**ASSIGNED TASK:** Please reproduce the evo devo passage word for word, everything from "For me as a" down to "can treat disease.".

**EXCERPTED PASSAGE:**
╭──

For me as a biologist, evolutionary and developmental biology – evo devo for short – is one of the most wonderful, illuminating, useful areas of study. In the last few decades we have gone from guessing at how things might have evolved, to having some actual mechanisms of how organs, and even whole organisms, can change. As a Christian, I am interested in this subject first of all because it’s fascinating. Having been freed by Biblical Scholars from feeling that I need to read the Bible as a science book, I can now go and explore God’s world using the tools of science, thanking him for all the incredible things I find. Secondly, this knowledge is incredibly useful. The more we learn about how our bodies develop and grow, the more we can treat disease.
Sean Carroll was heavily involved in the evo devo revolution, and his 2005 book Endless Forms Most Beautiful: The New Science of Evo Devo and the Making of the Animal Kingdom, is still one of the iconic popular texts about the subject. To give you a flavour of this bestseller, I’ll summarise some of the introduction.

╰──

**Photo-based referring expression data:**
╭──

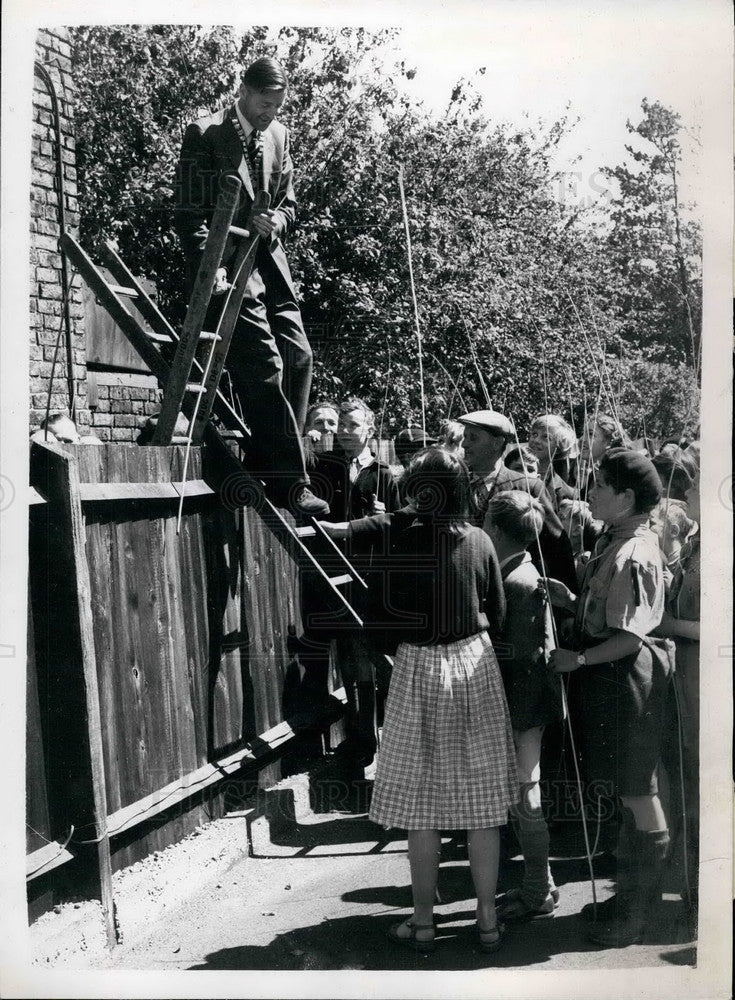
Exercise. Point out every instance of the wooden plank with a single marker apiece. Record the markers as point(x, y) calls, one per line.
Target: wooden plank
point(34, 497)
point(38, 824)
point(121, 315)
point(197, 309)
point(144, 303)
point(100, 492)
point(105, 342)
point(164, 332)
point(46, 858)
point(273, 741)
point(60, 475)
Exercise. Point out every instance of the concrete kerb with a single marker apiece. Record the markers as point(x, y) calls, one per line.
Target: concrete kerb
point(72, 935)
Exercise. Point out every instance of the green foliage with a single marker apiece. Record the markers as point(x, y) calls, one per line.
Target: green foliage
point(654, 249)
point(501, 272)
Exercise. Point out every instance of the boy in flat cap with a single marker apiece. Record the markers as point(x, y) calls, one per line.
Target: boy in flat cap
point(487, 433)
point(624, 675)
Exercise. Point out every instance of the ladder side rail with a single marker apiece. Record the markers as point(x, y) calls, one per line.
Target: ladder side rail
point(160, 325)
point(197, 310)
point(225, 329)
point(116, 308)
point(338, 551)
point(244, 262)
point(272, 517)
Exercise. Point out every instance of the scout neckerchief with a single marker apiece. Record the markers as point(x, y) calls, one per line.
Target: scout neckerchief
point(253, 149)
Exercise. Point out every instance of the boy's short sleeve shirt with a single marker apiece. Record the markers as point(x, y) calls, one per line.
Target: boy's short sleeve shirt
point(624, 585)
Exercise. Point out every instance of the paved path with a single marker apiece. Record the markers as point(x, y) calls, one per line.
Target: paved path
point(321, 891)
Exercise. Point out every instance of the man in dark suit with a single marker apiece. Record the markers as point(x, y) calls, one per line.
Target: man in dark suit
point(270, 360)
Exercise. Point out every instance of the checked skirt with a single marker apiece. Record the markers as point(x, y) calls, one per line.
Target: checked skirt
point(446, 756)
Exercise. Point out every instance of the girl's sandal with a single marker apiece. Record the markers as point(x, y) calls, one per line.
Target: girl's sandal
point(490, 940)
point(426, 947)
point(514, 907)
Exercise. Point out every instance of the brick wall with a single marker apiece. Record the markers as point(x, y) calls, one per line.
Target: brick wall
point(120, 403)
point(110, 403)
point(53, 52)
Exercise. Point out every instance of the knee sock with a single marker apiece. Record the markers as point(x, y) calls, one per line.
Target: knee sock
point(533, 836)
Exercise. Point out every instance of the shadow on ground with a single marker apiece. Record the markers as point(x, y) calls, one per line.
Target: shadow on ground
point(358, 942)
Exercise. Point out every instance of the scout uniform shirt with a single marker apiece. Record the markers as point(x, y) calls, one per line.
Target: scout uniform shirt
point(623, 586)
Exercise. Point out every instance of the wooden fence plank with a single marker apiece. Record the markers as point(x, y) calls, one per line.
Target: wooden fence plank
point(58, 475)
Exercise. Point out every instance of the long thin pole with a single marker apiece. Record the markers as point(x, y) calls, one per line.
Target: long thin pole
point(483, 386)
point(413, 296)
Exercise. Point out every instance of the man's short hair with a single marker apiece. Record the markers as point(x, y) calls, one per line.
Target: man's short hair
point(265, 73)
point(323, 404)
point(562, 439)
point(674, 514)
point(355, 403)
point(517, 514)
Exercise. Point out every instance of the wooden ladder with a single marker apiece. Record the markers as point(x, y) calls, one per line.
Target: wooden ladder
point(198, 400)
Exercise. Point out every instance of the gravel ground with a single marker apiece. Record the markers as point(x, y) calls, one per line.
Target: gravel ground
point(321, 888)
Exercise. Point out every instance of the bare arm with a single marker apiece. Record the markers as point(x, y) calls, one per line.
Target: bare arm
point(617, 647)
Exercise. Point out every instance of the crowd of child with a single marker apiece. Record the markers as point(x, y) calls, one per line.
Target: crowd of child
point(497, 569)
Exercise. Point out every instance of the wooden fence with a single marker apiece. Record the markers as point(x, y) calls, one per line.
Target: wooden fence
point(156, 660)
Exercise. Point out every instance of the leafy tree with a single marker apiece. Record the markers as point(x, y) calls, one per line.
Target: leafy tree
point(655, 248)
point(503, 277)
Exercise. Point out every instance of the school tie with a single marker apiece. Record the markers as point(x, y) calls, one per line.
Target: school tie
point(480, 497)
point(255, 159)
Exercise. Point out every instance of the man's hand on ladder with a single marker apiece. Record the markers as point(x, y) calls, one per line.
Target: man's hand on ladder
point(221, 284)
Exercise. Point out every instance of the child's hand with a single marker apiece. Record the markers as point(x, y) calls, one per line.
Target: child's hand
point(378, 507)
point(563, 661)
point(558, 592)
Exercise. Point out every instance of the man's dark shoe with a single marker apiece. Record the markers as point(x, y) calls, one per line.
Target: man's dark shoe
point(305, 504)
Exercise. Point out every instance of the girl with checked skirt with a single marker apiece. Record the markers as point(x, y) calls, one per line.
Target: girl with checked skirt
point(446, 759)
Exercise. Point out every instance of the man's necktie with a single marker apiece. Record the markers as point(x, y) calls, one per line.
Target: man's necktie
point(480, 497)
point(255, 159)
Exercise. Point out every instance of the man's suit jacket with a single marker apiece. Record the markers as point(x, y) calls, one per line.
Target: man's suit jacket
point(210, 150)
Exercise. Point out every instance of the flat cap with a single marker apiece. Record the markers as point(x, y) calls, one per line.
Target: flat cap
point(488, 420)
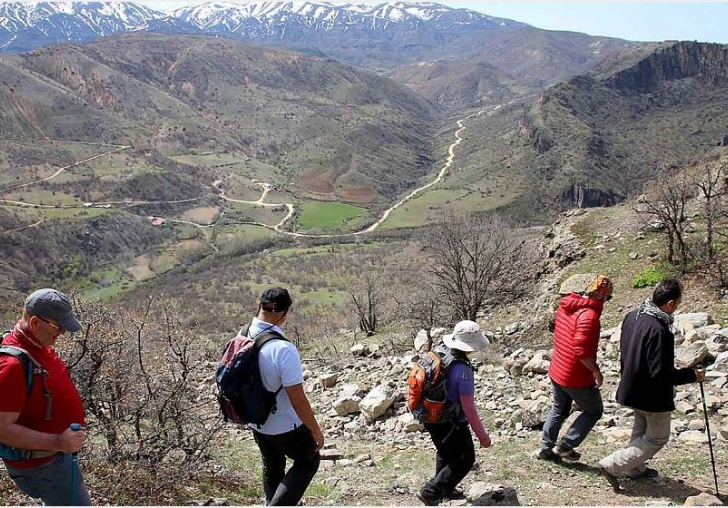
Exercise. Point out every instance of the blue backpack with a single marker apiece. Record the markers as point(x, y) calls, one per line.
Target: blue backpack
point(31, 367)
point(240, 391)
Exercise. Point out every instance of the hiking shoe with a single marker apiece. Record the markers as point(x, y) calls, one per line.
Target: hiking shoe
point(566, 453)
point(548, 454)
point(427, 501)
point(613, 482)
point(456, 493)
point(647, 473)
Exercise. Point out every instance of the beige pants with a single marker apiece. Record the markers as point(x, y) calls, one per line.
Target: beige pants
point(650, 432)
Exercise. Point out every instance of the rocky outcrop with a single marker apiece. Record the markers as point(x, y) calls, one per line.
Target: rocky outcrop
point(584, 197)
point(705, 62)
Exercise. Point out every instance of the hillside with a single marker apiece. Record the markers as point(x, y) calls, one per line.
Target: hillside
point(136, 128)
point(399, 39)
point(389, 450)
point(598, 137)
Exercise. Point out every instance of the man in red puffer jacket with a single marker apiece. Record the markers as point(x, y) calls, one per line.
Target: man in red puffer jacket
point(574, 373)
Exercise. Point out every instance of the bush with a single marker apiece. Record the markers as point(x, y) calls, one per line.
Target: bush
point(653, 274)
point(145, 381)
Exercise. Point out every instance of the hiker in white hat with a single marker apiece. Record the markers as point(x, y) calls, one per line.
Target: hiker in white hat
point(454, 443)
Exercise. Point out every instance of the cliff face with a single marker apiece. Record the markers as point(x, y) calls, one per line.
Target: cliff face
point(585, 197)
point(705, 62)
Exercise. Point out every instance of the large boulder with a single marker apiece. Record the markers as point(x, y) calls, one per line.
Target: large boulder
point(376, 402)
point(691, 355)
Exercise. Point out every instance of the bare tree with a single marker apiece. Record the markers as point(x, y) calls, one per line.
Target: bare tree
point(422, 306)
point(367, 295)
point(140, 377)
point(666, 203)
point(477, 260)
point(710, 183)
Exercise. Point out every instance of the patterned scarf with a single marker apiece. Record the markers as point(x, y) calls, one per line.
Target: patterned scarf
point(651, 309)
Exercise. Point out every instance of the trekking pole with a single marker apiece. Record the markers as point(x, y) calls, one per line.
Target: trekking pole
point(710, 440)
point(74, 464)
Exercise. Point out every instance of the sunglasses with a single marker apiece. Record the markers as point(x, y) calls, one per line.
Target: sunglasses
point(54, 325)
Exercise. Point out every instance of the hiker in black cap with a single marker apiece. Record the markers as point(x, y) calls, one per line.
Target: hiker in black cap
point(648, 378)
point(291, 430)
point(38, 409)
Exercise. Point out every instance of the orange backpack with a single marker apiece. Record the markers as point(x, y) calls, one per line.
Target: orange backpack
point(427, 392)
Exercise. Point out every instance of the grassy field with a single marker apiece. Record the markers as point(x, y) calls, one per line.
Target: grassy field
point(329, 215)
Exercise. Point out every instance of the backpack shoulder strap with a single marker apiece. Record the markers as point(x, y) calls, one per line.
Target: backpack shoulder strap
point(30, 364)
point(263, 338)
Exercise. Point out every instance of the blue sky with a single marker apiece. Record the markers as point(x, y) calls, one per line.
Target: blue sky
point(638, 21)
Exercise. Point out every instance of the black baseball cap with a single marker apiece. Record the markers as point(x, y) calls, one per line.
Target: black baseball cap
point(275, 299)
point(52, 304)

╰──

**EXERCISE ANSWER:**
For me as a biologist, evolutionary and developmental biology – evo devo for short – is one of the most wonderful, illuminating, useful areas of study. In the last few decades we have gone from guessing at how things might have evolved, to having some actual mechanisms of how organs, and even whole organisms, can change. As a Christian, I am interested in this subject first of all because it’s fascinating. Having been freed by Biblical Scholars from feeling that I need to read the Bible as a science book, I can now go and explore God’s world using the tools of science, thanking him for all the incredible things I find. Secondly, this knowledge is incredibly useful. The more we learn about how our bodies develop and grow, the more we can treat disease.